◆ **TASK INPUT**
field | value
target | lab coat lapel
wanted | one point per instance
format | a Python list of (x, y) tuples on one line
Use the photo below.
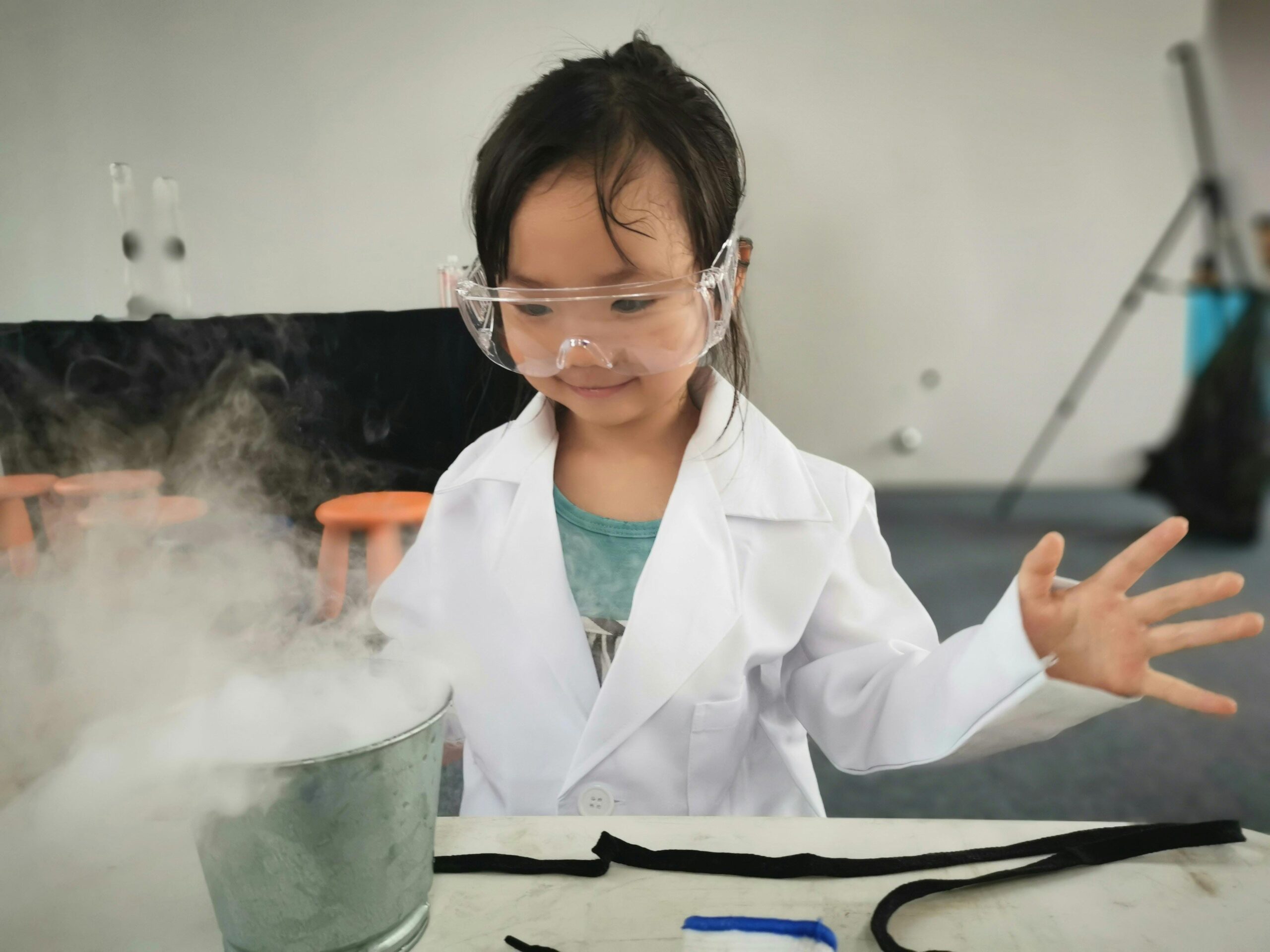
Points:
[(530, 567), (685, 602)]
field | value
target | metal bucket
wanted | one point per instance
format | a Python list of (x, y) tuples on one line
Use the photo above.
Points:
[(341, 860)]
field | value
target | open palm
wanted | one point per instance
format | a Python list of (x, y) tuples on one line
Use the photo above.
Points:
[(1105, 638)]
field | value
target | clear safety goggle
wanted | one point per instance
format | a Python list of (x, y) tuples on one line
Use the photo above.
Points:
[(635, 329)]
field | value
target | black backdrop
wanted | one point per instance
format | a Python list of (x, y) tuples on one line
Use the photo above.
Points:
[(338, 403)]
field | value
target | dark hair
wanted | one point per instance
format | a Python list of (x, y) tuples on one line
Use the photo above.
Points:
[(605, 111)]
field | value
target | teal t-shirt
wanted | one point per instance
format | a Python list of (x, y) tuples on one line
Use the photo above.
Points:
[(604, 560)]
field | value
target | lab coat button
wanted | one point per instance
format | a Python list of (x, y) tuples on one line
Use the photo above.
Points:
[(595, 801)]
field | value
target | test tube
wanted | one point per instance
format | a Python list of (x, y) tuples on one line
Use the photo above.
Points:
[(134, 245), (172, 245)]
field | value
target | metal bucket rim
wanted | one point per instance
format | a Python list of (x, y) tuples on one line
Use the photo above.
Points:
[(365, 748)]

◆ **EXERCISE AIM**
Which lines of the listing above hold the word "target"? Copy each of them.

◆ **TASK SOLUTION**
target | lab coat lapel
target | metal bucket
target | open palm
target | clear safety goggle
target | black backdrop
target | dark hair
target | teal t-shirt
target | lab coat button
target | test tube
target | metal bucket rim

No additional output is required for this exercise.